■ RECORDS FOR THIS TASK ■
'''

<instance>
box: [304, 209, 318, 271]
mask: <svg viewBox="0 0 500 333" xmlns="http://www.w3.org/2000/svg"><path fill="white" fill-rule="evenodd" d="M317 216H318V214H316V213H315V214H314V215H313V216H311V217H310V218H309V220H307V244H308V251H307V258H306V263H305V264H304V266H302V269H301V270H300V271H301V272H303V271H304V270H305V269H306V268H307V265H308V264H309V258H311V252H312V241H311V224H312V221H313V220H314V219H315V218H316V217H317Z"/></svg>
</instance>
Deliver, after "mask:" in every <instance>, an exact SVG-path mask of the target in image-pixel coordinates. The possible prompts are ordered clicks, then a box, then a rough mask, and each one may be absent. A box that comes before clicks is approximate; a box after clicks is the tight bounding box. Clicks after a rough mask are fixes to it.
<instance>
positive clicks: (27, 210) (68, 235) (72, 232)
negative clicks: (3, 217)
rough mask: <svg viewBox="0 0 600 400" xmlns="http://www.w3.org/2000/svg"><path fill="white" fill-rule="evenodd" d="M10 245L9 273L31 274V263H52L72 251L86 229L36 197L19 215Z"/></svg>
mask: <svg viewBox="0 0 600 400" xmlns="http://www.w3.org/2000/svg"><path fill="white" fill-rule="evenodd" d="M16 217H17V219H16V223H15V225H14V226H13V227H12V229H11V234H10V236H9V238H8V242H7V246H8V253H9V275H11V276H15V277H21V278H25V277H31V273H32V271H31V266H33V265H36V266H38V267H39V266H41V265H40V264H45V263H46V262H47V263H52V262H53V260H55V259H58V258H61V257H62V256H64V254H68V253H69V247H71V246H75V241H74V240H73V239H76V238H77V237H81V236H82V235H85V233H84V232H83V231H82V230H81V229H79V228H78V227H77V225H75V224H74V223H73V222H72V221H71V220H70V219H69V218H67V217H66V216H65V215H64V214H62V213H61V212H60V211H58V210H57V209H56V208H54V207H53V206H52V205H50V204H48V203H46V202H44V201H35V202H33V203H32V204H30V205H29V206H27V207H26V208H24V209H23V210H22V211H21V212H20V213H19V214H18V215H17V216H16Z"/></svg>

'''

■ WHAT YOU HAVE TO DO ■
Collect from the data above every line that includes "clicks".

■ ANSWER BOX ■
Deliver, after "mask:" in every <instance>, an exact SVG-path mask of the target in image-pixel coordinates. The possible prompts are ordered clicks, then a box, then a rough mask, and each one may be absent. A box that comes before clicks is approximate; a box after clicks is the tight bounding box. Clicks after a rough mask are fixes to it.
positive clicks: (27, 210) (68, 235) (72, 232)
negative clicks: (3, 217)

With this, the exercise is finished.